As always, by this time I’m largely done with summer. But we have a couple very busy months coming up, so I’m trying to relish what’s left of it.

 

What I Was Up to Last Week

Saturday afternoon we returned to sticky Lower Michigan after a perfect weather week Up North at Camp Lake Louise.

Lake Louise, 2015

As always, we were up there during the 7th and 8th grade week, with my husband serving as camp pastor (copastor, actually, with one of his former campers who is now a pastor and attending seminary). We also brought with us a new friend and recent transplant from Zimbabwe.

Lake Louise, 2015

My responsibilities amounted this year to being the Fire Guy — building and lighting the campfires each night — and the occasional odd job that needed doing.

Lake Louise, 2015

The rest of the week, the boy and I were free to enjoy participating in the games, the morning and evening sessions of worship and teaching, and various lakeside activities, such as sandcastle building, kayaking, collecting rocks, taking photos, sunbathing, and speedboat riding.

Lake Louise, 2015

We were blessed with incredible weather, sunny and breezy and absolutely gorgeous.

Collected data:

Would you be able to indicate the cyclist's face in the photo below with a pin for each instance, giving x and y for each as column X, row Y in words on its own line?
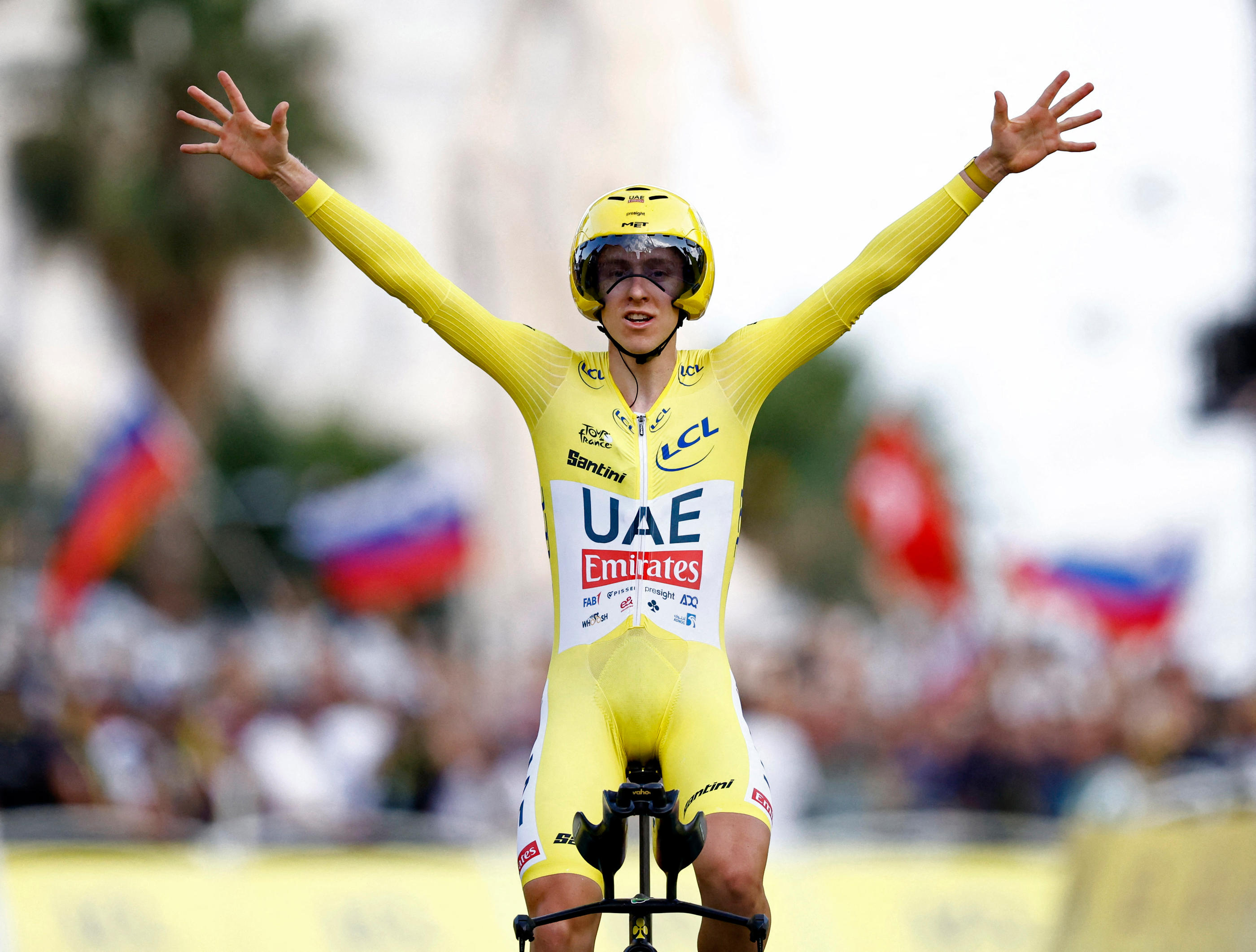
column 637, row 293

The exercise: From the Lake Louise camp week post, copy the passage starting with "Saturday afternoon we" and going on through "and speedboat riding.".

Finished answer:
Saturday afternoon we returned to sticky Lower Michigan after a perfect weather week Up North at Camp Lake Louise.

Lake Louise, 2015

As always, we were up there during the 7th and 8th grade week, with my husband serving as camp pastor (copastor, actually, with one of his former campers who is now a pastor and attending seminary). We also brought with us a new friend and recent transplant from Zimbabwe.

Lake Louise, 2015

My responsibilities amounted this year to being the Fire Guy — building and lighting the campfires each night — and the occasional odd job that needed doing.

Lake Louise, 2015

The rest of the week, the boy and I were free to enjoy participating in the games, the morning and evening sessions of worship and teaching, and various lakeside activities, such as sandcastle building, kayaking, collecting rocks, taking photos, sunbathing, and speedboat riding.